## Excerpt provided

++++++++++++++++++++

Docu review done: Mon 03 Jul 2023 17:08:17 CEST
Table of Content
Commands
Commands | Description |
---|---|
crm ra list systemd | These are common cluster resource agents found in systemd |
crm ra list lsb | LSB (Linux Standard Base) – These are common cluster resource agents found in /etc/init.d directory (init scripts) |
crm ra list ocf | OCF (Open Cluster Framework) – These are actually extended LSB cluster resource agents and usually support additional parameters |
crm resource cleanup <resource> | Cleans up messages from resources |
crm node standby <node1> | puts node into standby |
crm node online <node1> | puts node back to available |
crm configure property maintenance-mode=true | enables the maintenance mode and sets all resources to unmanaged |
crm configure property maintenance-mode=false | disables the maintenance mode and sets all resources to managed |
crm status failcount | shows failcounts on top of status output |
crm resource failcount <resource> set <node> 0 | sets failcount for resources on node to 0 (need to be done for all nodes) |
crm resource meta <resource> set is-managed false | disables the managed function for services managed by crm |
crm resource meta <resource> set is-managed true | enables the managed function for services managed by crm |
crm resource unmanage <resource> | disables the managed resource managed by crm but keeps funktionality |
crm resource manage <resource> | enables the managed resource managed by crm but keeps funktionality |
crm resource refresh | re-checks for resources started outside of crm without chaning anything on crm |
crm resource reprobe | re-checks for resources started outside of crm |
crm resource reprobe | re-checks for resources started outside of crm |
crm_mon --daemonize --as-html /var/www/html/cluster/index.html | Generate crm_mon as an html file (can be consumed by webserver…) and should run on all nodes |
Installation
Sample: https://zeldor.biz/2010/12/activepassive-cluster-with-pacemaker-corosync/
Errors and Solutions
Standby on fail
Node server1: standby (on-fail)
Online: [ server2 ]
Full list of resources:
Resource Group: samba
fs_share (ocf::heartbeat:Filesystem): Started server2
ip_share (ocf::heartbeat:IPaddr2): Started server2
sambad (systemd:smbd): Started server2
syncthingTomcat (systemd:syncthing@tomcat): server2
syncthingShare (systemd:syncthing@share): Started server2
syncthingRoot (systemd:syncthing@root): Started server2
worm_share_syncd (systemd:worm_share_syncd): Started server2
Clone Set: ms_drbd_share [drbd_share] (promotable)
Masters: [ server2 ]
Stopped: [ server1 ]
Failed Resource Actions:
* sambad_monitor_15000 on server1 'unknown error' (1): call=238, status=complete, exitreason='',
last-rc-change='Mon Jul 26 06:28:15 2021', queued=0ms, exec=0ms
* syncthingTomcat_monitor_15000 on server1 'unknown error' (1): call=239, status=complete, exitreason='',
last-rc-change='Mon Jul 26 06:28:15 2021', queued=0ms, exec=0ms
Solution
Maybe even just a refresh of the failed resources would have been enough, but this is not confirmed
crm resource unmanage ms_drbd_share
crm resource refresh ms_drbd_share
crm resource refresh syncthingTomcat
crm resource manage ms_drbd_share

++++++++++++++++++++

## Supplied records

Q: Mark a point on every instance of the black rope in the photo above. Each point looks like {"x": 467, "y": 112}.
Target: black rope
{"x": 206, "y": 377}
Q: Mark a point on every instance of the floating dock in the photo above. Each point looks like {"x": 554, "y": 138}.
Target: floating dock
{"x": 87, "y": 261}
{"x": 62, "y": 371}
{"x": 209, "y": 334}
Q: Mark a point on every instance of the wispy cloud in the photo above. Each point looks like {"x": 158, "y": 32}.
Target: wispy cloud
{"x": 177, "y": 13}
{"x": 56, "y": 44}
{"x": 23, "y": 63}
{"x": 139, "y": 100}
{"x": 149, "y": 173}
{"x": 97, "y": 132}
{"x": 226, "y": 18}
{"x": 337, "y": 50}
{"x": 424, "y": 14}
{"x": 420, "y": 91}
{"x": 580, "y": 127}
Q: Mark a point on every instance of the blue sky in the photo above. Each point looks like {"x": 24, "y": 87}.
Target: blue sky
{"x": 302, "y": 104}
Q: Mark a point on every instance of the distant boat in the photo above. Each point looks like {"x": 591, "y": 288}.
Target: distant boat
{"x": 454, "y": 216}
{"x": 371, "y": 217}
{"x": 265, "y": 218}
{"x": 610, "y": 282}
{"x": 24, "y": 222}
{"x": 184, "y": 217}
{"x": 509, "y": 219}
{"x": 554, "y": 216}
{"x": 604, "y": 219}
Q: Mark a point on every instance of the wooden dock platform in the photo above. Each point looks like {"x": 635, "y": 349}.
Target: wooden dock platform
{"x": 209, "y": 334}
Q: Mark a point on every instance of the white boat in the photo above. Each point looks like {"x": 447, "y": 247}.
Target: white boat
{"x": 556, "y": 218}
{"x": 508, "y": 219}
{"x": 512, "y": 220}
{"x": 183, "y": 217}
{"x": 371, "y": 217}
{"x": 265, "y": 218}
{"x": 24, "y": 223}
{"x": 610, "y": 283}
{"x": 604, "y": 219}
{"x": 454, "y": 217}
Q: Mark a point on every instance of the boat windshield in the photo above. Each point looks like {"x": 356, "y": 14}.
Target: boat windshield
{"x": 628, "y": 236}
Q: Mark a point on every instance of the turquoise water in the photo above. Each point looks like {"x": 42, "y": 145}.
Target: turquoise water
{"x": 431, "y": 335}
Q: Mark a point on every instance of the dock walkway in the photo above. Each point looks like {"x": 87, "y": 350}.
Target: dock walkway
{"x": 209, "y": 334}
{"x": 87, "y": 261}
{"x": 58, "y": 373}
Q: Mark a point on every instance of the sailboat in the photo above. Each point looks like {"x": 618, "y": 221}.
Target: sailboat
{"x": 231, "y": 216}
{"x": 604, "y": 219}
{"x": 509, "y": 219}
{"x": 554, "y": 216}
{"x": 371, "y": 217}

++++++++++++++++++++

## Problem requirements
From the crm commands page above, quote everything from "Online: [ server2" down to "ms_drbd_share [drbd_share] (promotable)", without changing a word.

## The response
Online: [ server2 ]
Full list of resources:
Resource Group: samba
fs_share (ocf::heartbeat:Filesystem): Started server2
ip_share (ocf::heartbeat:IPaddr2): Started server2
sambad (systemd:smbd): Started server2
syncthingTomcat (systemd:syncthing@tomcat): server2
syncthingShare (systemd:syncthing@share): Started server2
syncthingRoot (systemd:syncthing@root): Started server2
worm_share_syncd (systemd:worm_share_syncd): Started server2
Clone Set: ms_drbd_share [drbd_share] (promotable)